-- START OF PASSAGE PROVIDED --

EX-99.1 7 tm1925215d1_ex99-1.htm EXHIBIT 99.1

 

Exhibit 99.1

 

FOR IMMEDIATE RELEASE

 

O-I Announces Receipt of Requisite Consents and Expiration of Consent Solicitations

Related to Corporate Modernization

 

PERRYSBURG, Ohio (December 12, 2019) – Owens-Illinois, Inc. (“O-I” or the “Company”) today announced that, according to information provided by D.F. King, as information and tabulation agent, each of Owens-Brockway Glass Container Inc. (“OBGC”) and OI European Group B.V. (“OIEG” and, together with OBGC, the “Issuers”), each an indirect wholly owned subsidiary of the Company, has received the Requisite Consents (as defined below) in its previously announced solicitations (together, the “Consent Solicitations”) of consents (the “Consents”) to amend the indentures (collectively, the “Indentures”) governing OBGC’s 5.000% Senior Notes due 2022, OBGC’s 5.875% Senior Notes due 2023, OBGC’s 5.375% Senior Notes due 2025, OBGC’s 6.375% Senior Notes due 2025, OIEG’s 4.875% Senior Notes due 2021, OIEG’s 4.000% Senior Notes due 2023 and OIEG’s 3.125% Senior Notes due 2024 (collectively, the “Notes”), upon the terms and subject to the conditions set forth in the consent solicitation statement dated December 4, 2019 (“Consent Solicitation Statement”). Each of the Consent Solicitations expired at 5:00 p.m., New York City time, on December 11, 2019 (the “Expiration Time”).

-- END OF PASSAGE PROVIDED --
-- START OF DATA EXCERPTS --

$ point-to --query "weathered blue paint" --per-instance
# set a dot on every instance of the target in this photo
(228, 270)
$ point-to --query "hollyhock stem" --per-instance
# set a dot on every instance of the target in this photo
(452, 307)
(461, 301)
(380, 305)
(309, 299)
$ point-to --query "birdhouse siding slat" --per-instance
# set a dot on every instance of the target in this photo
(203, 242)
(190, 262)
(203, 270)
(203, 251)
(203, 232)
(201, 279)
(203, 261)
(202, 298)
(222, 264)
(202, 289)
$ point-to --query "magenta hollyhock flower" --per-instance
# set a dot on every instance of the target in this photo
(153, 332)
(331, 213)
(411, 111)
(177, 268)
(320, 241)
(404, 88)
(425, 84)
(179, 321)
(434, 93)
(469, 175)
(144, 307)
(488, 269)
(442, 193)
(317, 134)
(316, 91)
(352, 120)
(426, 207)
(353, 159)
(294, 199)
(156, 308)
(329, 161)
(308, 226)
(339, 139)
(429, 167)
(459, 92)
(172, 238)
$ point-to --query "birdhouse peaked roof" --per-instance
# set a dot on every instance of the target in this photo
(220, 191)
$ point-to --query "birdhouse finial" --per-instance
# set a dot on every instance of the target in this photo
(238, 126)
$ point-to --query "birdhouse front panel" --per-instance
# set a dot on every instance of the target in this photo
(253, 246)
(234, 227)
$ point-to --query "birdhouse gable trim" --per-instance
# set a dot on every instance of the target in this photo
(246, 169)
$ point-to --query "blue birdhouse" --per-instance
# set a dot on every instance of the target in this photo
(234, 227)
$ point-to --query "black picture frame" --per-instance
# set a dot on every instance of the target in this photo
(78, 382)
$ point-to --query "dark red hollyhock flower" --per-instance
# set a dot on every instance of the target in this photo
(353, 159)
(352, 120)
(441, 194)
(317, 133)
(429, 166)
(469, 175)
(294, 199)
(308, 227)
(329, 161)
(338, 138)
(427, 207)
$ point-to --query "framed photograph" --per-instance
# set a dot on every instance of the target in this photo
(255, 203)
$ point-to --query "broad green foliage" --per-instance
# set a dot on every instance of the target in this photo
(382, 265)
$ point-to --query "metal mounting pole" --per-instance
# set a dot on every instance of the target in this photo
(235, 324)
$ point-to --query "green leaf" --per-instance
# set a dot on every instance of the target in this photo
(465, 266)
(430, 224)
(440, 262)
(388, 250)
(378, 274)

-- END OF DATA EXCERPTS --
-- START OF DATA EXCERPTS --

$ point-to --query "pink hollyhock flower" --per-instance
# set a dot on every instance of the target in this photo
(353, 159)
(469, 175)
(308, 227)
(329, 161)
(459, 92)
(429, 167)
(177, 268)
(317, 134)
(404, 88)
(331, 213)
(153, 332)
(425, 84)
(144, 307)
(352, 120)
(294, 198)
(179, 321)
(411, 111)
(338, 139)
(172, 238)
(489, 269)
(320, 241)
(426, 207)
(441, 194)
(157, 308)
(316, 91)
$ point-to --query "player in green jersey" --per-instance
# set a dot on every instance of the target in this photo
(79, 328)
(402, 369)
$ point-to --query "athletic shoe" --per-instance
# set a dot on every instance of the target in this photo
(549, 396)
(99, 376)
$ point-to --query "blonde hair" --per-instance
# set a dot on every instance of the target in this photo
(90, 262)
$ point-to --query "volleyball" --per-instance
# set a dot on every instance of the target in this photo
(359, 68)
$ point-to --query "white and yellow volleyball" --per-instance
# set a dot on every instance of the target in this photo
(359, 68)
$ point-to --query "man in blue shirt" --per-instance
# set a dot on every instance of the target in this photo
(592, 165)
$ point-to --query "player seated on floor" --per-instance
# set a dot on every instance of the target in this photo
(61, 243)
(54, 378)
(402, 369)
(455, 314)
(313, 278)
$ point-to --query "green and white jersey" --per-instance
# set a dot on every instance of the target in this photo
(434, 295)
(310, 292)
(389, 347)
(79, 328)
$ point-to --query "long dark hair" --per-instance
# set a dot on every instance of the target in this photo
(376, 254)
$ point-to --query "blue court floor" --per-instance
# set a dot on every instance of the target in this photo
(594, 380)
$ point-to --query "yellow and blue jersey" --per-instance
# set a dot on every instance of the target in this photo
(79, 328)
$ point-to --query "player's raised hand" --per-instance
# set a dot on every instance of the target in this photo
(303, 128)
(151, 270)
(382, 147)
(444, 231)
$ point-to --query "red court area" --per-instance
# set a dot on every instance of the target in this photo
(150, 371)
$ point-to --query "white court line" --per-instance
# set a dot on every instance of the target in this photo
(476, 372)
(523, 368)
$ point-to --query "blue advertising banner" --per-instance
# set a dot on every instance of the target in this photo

-- END OF DATA EXCERPTS --

EXERCISE TASKS>
(a) Using the O-I announcement, decide whether each statement agrees with it. Answer yes or no and quote the deciding words. (i) The consent solicitation statement is dated December 4, 2019. (ii) OIEG is a direct wholly owned subsidiary of the Company. (iii) The Consent Solicitations expired on December 12, 2019.
(b) According to the O-I announcement, which firm served as information and tabulation agent?

EXERCISE SOLUTIONS>
(a)
(i) Yes: "the consent solicitation statement dated December 4, 2019"
(ii) No: "each an indirect wholly owned subsidiary of the Company"
(iii) No: "expired at 5:00 p.m., New York City time, on December 11, 2019"

(b) D.F. King